#### Written problem:
Starting at the beginning of the listing and ending at the line that contains "241), (112, 239)]", rewrite those lines with "concrete column" replaced by "stone pillar", leaving all else unchanged.

#### Excerpted records:
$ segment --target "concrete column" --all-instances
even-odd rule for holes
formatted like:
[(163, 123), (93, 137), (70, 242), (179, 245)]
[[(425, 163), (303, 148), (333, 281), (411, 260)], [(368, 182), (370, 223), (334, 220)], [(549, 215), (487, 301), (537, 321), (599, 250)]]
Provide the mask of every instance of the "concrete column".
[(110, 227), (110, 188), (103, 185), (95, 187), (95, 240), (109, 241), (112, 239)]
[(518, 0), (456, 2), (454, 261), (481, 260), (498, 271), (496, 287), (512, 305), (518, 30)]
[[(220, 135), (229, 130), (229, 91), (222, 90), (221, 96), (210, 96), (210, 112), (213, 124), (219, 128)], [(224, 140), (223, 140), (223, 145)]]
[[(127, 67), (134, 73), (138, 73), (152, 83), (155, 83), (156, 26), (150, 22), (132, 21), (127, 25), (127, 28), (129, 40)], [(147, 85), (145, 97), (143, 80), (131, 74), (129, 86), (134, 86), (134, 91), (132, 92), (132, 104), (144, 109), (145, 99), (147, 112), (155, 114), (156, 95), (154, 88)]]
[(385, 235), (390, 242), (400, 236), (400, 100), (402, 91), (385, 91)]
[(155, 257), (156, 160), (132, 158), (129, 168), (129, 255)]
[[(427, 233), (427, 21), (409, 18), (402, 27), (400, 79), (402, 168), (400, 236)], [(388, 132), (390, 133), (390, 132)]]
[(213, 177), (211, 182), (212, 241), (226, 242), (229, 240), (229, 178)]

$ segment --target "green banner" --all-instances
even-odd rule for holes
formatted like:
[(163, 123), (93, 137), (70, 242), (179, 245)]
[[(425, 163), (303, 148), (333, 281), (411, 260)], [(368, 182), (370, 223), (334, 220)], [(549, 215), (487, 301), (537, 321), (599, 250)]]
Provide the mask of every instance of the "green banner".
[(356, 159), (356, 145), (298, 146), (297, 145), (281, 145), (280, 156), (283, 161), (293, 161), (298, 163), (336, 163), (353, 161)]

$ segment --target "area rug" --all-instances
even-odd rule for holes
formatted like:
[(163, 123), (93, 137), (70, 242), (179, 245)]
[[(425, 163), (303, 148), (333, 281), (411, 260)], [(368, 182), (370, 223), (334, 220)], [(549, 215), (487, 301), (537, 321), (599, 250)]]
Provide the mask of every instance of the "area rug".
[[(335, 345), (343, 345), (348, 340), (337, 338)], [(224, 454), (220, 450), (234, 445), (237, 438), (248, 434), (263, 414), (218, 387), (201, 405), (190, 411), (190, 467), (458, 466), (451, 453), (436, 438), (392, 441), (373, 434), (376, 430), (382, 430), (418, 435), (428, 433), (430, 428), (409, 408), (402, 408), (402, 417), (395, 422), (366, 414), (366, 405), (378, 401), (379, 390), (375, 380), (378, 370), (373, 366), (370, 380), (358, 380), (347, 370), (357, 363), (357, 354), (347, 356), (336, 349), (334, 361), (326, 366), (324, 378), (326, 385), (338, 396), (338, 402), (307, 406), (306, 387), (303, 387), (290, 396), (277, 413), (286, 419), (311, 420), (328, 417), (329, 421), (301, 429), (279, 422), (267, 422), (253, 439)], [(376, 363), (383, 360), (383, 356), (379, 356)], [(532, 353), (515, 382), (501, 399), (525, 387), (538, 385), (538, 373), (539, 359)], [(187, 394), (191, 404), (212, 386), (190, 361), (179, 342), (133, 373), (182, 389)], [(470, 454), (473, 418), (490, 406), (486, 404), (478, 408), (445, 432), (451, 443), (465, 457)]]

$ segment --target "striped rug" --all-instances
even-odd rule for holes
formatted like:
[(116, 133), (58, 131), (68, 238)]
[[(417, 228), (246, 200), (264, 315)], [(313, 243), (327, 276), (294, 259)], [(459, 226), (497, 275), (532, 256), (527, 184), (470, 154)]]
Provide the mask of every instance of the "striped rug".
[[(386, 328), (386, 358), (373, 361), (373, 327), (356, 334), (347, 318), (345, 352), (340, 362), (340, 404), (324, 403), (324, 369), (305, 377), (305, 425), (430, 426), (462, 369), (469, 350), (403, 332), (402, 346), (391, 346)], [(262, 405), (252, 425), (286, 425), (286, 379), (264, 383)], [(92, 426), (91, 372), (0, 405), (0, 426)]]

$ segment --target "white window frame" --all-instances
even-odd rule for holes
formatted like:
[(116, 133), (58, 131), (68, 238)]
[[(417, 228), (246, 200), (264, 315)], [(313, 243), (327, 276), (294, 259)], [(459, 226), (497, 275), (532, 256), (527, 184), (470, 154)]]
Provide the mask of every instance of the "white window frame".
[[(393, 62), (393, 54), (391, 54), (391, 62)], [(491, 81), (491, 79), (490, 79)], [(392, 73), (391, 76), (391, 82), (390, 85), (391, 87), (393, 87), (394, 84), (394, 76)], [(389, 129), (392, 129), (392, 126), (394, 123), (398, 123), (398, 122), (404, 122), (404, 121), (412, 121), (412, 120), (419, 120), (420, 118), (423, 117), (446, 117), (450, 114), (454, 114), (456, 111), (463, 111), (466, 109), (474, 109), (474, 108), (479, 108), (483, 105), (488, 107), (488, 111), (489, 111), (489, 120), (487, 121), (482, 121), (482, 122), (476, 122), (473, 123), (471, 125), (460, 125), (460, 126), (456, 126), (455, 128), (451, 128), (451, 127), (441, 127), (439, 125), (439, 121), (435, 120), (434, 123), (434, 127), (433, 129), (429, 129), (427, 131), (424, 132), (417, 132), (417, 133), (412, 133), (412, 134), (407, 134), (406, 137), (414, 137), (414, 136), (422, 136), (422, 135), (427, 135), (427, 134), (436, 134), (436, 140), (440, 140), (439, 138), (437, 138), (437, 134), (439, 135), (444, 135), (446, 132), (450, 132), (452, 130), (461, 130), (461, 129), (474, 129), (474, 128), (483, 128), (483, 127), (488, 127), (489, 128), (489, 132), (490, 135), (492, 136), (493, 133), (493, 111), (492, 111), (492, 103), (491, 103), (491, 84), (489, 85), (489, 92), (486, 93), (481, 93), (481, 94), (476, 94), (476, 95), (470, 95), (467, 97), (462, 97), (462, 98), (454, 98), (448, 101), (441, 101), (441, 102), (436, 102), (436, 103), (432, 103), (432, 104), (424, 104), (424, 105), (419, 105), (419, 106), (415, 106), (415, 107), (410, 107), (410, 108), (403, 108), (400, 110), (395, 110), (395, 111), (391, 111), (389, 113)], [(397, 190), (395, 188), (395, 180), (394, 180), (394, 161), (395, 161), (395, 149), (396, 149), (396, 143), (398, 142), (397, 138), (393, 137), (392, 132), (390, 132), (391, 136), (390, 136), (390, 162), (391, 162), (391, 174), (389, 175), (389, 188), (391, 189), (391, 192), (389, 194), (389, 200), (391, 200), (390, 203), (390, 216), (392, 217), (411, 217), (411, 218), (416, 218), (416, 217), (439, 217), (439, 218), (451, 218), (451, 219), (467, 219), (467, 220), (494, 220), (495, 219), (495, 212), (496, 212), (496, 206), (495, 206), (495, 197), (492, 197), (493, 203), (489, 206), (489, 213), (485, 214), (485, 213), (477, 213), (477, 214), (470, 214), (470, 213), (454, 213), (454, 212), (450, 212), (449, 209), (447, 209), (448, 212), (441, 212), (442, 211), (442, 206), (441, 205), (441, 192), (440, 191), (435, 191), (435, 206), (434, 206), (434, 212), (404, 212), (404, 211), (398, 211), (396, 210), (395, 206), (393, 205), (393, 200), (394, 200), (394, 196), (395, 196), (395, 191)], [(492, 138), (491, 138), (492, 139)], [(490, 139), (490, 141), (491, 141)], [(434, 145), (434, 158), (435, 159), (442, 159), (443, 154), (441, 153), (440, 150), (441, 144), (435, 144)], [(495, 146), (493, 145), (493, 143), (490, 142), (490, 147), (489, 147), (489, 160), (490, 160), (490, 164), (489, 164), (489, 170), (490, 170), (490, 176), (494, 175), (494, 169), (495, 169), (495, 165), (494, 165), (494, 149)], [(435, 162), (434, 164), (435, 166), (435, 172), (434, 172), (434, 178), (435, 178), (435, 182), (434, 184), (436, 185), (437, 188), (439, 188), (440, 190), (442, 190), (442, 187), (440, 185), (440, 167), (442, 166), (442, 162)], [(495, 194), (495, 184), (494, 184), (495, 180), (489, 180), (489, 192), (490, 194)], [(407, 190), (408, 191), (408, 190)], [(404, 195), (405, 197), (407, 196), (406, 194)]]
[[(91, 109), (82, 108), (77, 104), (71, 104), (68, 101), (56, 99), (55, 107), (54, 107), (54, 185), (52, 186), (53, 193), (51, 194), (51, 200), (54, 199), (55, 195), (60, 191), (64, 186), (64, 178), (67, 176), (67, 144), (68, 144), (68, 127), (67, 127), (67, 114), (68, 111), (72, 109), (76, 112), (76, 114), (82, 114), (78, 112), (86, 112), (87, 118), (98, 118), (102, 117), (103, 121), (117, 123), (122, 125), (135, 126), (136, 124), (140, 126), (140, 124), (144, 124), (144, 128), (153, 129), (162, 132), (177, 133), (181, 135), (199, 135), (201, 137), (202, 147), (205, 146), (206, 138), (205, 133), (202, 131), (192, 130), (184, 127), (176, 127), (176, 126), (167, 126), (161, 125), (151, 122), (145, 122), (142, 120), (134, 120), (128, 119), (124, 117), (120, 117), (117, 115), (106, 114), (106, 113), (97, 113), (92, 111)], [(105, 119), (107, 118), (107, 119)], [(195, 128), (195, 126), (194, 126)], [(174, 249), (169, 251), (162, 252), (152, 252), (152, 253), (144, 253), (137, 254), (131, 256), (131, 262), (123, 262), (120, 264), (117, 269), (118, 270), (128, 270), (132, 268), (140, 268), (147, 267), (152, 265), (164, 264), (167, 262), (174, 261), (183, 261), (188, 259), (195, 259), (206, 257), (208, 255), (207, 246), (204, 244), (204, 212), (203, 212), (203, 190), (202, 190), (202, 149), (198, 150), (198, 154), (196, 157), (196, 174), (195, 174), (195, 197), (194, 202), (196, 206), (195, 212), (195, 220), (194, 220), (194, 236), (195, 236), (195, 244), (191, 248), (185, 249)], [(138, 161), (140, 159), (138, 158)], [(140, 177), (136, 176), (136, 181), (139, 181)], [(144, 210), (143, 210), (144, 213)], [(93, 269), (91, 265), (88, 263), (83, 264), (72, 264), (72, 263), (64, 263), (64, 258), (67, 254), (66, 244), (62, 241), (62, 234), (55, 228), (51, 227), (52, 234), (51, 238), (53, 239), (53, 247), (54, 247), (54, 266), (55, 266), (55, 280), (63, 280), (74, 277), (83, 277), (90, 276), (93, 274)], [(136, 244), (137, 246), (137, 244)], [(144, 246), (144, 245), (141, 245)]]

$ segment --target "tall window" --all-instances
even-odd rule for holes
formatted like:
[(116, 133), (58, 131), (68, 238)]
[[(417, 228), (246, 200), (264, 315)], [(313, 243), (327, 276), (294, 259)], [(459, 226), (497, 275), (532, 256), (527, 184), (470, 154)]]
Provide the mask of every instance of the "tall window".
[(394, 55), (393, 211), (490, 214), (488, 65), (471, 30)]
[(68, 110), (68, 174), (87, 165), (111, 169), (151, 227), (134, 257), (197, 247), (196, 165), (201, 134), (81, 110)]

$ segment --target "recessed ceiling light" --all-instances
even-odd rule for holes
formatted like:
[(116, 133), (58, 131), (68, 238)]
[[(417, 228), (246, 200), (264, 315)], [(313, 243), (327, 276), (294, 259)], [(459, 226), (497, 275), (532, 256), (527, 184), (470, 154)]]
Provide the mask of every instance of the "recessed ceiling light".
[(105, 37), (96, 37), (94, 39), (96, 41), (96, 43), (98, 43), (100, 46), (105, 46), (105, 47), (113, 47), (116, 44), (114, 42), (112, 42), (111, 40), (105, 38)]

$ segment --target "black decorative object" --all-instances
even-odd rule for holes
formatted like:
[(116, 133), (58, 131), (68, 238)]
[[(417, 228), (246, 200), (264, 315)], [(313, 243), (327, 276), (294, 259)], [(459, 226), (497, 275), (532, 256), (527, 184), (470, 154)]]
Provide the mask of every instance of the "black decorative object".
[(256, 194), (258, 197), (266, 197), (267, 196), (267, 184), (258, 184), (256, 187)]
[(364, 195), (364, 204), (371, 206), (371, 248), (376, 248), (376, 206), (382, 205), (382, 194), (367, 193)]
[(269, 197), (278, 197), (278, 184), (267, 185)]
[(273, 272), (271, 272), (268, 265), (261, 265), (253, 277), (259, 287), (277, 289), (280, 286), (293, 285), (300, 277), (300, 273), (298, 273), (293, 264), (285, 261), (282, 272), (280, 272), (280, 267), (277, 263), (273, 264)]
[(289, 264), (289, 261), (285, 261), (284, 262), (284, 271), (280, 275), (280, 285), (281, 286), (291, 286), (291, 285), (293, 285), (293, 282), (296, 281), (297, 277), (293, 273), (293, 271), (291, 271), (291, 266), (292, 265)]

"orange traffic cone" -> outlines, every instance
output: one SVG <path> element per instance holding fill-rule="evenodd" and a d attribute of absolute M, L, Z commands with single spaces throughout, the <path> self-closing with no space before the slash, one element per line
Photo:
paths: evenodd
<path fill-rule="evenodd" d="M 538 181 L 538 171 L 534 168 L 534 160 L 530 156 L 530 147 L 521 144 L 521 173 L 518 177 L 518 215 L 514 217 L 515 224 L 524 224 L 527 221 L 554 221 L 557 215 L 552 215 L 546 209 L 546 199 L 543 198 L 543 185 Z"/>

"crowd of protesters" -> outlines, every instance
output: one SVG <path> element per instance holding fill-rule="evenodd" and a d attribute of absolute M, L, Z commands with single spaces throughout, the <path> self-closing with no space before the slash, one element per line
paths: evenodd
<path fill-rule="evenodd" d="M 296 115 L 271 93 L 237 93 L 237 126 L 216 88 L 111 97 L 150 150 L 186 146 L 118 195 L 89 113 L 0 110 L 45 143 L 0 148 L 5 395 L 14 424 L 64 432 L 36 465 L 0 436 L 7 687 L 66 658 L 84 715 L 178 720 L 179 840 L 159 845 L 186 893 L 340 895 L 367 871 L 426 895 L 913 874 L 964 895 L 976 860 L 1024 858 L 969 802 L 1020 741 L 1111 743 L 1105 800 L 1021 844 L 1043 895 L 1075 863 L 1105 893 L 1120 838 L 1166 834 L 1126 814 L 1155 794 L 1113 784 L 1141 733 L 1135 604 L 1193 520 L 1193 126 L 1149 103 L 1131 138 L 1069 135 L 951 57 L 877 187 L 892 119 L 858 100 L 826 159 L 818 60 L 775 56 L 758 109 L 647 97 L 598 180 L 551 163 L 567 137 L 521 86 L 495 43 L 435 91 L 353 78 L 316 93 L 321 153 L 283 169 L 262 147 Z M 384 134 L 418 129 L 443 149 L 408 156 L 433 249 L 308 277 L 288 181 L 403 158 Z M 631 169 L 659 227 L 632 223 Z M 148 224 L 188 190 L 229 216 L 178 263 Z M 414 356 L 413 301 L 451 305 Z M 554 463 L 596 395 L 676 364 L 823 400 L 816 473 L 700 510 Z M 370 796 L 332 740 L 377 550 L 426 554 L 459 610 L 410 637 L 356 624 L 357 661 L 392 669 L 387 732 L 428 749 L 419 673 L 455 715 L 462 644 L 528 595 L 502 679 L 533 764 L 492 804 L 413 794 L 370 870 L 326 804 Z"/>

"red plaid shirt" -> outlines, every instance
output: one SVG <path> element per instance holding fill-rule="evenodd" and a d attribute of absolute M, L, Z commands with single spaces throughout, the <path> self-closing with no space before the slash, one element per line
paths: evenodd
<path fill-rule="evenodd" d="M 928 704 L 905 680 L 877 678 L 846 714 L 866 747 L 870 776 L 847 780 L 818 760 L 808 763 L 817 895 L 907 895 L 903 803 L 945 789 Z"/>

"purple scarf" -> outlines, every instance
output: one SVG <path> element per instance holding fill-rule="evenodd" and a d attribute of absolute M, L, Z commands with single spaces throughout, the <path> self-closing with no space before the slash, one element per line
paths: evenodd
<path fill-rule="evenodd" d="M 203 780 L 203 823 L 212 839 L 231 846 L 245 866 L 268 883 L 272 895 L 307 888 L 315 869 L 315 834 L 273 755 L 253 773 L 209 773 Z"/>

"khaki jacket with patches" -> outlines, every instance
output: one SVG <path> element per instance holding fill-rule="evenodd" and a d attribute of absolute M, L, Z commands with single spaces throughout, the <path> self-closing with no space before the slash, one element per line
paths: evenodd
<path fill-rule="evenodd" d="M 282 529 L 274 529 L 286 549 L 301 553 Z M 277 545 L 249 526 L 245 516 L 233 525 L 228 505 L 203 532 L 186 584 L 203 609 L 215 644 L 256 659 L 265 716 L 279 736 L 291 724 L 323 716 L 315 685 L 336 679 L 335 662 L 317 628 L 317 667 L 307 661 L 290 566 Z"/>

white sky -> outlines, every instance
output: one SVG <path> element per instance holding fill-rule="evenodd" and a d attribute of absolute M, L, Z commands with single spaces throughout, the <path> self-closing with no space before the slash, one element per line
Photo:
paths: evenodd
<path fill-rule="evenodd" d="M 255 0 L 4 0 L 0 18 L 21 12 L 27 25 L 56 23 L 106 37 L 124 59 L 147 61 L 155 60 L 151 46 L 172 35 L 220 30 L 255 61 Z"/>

#### The solution:
$ segment --target "stone pillar" --all-instances
even-odd rule for holes
formatted like:
[(163, 123), (93, 137), (70, 242), (179, 245)]
[[(425, 163), (303, 148), (333, 281), (411, 260)], [(368, 182), (370, 223), (334, 220)], [(549, 215), (487, 301), (537, 321), (599, 250)]]
Provide the mask of every instance of the "stone pillar".
[(110, 227), (110, 188), (103, 185), (95, 187), (95, 240), (109, 241), (112, 239)]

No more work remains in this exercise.